**INSTRUCTIONS FOR THE TASK**
Swap "beer mug" for "drinking glass" in the lines from the one containing "Agricultural drone survey: scan the aerial photo for dark" through the last line, keeping everything else unchanged. Return only those lines.
* * * * * * *
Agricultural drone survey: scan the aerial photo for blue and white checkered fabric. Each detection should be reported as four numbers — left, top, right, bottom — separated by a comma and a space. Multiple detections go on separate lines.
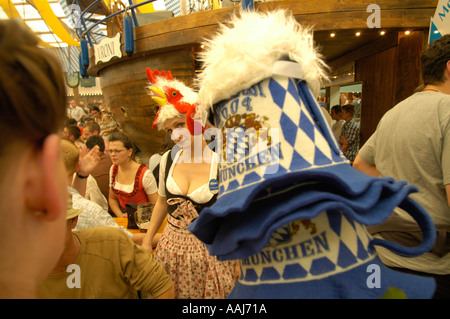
240, 212, 376, 285
189, 76, 434, 260
216, 76, 347, 198
164, 0, 181, 17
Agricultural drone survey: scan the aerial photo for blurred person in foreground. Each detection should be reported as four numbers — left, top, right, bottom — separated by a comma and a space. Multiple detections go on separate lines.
354, 35, 450, 298
0, 20, 67, 298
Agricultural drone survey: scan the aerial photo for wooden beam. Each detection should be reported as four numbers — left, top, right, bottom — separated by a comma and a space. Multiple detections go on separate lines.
327, 32, 398, 69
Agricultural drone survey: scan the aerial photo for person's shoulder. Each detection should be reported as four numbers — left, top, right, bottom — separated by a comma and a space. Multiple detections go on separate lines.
74, 226, 129, 242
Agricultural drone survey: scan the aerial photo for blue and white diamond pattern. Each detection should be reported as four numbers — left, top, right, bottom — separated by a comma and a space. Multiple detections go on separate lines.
239, 211, 376, 285
217, 76, 347, 197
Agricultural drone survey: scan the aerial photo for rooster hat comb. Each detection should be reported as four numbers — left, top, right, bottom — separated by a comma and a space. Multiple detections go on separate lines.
189, 10, 436, 299
146, 68, 201, 134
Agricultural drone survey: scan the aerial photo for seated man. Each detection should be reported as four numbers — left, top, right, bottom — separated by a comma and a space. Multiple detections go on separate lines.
61, 140, 146, 245
37, 194, 174, 299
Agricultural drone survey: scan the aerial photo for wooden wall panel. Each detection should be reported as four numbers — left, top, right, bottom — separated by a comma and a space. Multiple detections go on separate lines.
355, 31, 427, 146
355, 47, 398, 146
100, 48, 194, 157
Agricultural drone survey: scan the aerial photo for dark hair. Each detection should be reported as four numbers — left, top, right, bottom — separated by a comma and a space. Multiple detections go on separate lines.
108, 132, 134, 152
84, 121, 101, 133
0, 19, 67, 147
342, 104, 355, 117
66, 125, 81, 140
86, 135, 105, 153
331, 104, 342, 114
91, 106, 102, 113
66, 118, 77, 126
422, 34, 450, 85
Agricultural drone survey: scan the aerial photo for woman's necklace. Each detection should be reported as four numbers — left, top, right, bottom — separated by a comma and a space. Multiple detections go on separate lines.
422, 89, 440, 92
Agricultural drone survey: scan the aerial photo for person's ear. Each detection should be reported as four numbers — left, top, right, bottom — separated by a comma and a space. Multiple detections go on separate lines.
26, 134, 68, 221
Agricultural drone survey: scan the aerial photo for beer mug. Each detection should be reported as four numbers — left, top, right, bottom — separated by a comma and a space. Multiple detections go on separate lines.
134, 202, 155, 232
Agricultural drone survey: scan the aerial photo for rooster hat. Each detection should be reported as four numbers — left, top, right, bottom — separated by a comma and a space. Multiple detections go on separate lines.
146, 68, 201, 134
189, 10, 436, 298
* * * * * * *
**SOLUTION FOR THIS TASK**
Agricultural drone survey: scan the aerial photo for dark hair. Each detection should be reported as four numbers — left, top, right, bottom — separated by a comma and a space. Multiple detections go on separate lines.
108, 132, 134, 152
84, 121, 101, 133
0, 19, 67, 147
342, 104, 355, 117
66, 125, 81, 140
86, 135, 105, 153
331, 104, 342, 114
91, 106, 102, 113
66, 118, 77, 126
422, 34, 450, 85
Agricultural drone survey: scan the aerial photo for woman's necklace. Each detection should be reported as four numbers — left, top, right, bottom — separated by a comma and a space. Multiple detections go on separate lines.
422, 89, 440, 92
Agricultural drone survey: scan the aerial photo for person's ear. Each detection should be reported as four numbers — left, top, right, bottom — separated by a comma and a space. Multiple detections go on separate lines.
26, 134, 68, 221
Agricultural drone survey: scan the aerial photo for drinking glass. Each detection should be reported as four numbers — left, top, right, bottom — separated by a comma and a space. Multiple detections go on separate lines.
134, 202, 155, 232
Agricultural drone survey: scan the aerial photo for rooster hat. Each detection should be reported as four numbers — left, top, right, bottom — separated by a comma and a space. Multiple detections go on separate lines.
146, 68, 201, 134
189, 10, 436, 298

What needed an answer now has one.